_WHAT IS ASKED:_ Collect every line from the material below that contains the word "blue" and list them.

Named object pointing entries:
-.-.-

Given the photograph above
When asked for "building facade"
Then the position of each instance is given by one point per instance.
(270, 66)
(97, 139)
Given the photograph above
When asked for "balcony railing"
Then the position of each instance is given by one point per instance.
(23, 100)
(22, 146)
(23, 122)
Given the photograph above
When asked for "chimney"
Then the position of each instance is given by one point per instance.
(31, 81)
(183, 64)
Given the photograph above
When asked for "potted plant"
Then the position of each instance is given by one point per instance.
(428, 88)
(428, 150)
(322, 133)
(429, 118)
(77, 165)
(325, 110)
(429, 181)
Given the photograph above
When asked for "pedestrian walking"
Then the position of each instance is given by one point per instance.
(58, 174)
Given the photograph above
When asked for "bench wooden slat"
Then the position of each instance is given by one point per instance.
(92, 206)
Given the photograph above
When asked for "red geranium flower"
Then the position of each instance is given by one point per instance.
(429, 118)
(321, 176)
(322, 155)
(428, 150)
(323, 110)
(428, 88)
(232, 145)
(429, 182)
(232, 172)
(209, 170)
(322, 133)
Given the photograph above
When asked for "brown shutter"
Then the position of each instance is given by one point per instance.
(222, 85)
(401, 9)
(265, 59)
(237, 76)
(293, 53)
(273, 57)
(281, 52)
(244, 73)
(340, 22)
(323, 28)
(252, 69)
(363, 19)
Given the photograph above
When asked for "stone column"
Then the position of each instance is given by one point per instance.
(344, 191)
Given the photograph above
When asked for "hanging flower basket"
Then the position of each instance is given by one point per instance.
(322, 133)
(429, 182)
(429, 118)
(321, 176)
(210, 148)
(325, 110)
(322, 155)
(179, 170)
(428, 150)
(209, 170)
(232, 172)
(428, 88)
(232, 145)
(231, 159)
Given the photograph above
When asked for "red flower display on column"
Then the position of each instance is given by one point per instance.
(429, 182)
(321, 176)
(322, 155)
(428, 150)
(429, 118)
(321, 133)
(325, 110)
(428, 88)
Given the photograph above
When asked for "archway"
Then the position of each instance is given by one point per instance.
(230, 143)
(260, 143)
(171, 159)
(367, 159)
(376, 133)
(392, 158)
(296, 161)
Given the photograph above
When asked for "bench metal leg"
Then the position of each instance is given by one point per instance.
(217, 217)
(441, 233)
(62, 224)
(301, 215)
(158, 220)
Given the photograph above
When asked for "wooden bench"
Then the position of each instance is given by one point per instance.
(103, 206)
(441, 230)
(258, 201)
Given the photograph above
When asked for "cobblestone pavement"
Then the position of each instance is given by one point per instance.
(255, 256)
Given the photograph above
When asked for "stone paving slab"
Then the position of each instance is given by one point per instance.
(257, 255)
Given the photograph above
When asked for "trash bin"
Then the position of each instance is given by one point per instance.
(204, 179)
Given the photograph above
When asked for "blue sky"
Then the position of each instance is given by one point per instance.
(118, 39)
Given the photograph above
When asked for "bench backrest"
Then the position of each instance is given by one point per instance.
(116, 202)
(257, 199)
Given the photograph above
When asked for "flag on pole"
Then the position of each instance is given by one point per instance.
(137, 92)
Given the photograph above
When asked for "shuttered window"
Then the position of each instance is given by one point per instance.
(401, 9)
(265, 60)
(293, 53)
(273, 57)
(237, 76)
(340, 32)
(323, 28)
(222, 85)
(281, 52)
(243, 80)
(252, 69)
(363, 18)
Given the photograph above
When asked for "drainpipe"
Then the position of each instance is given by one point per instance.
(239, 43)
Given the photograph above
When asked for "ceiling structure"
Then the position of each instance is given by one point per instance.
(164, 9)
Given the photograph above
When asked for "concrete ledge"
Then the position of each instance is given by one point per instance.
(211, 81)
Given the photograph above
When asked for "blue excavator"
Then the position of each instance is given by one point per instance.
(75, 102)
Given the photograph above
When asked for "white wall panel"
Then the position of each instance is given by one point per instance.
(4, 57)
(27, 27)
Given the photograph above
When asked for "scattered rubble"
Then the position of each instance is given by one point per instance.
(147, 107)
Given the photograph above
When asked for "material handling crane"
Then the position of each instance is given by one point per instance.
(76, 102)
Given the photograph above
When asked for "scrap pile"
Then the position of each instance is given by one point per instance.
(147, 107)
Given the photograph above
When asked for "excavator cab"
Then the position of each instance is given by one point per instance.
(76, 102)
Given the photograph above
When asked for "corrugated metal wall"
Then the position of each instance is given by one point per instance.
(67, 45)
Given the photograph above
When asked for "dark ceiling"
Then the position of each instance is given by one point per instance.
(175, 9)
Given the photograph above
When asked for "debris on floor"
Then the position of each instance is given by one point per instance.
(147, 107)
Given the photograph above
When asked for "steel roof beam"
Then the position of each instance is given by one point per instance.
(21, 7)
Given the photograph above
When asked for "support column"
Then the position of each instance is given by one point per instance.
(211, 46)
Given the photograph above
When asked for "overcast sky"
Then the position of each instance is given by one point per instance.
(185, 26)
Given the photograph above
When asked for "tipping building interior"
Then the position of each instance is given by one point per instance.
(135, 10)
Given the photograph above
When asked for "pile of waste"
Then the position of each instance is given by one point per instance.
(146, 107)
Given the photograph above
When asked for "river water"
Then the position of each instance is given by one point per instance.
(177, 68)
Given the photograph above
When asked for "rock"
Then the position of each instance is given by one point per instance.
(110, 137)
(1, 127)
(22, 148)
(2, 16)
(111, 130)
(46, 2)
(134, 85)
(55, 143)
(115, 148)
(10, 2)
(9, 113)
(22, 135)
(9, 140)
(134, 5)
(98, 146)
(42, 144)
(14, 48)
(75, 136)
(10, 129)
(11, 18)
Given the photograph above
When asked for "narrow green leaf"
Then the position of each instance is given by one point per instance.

-.-.-

_EXPECTED OUTPUT:_
When asked for "blue sky"
When asked for "blue excavator"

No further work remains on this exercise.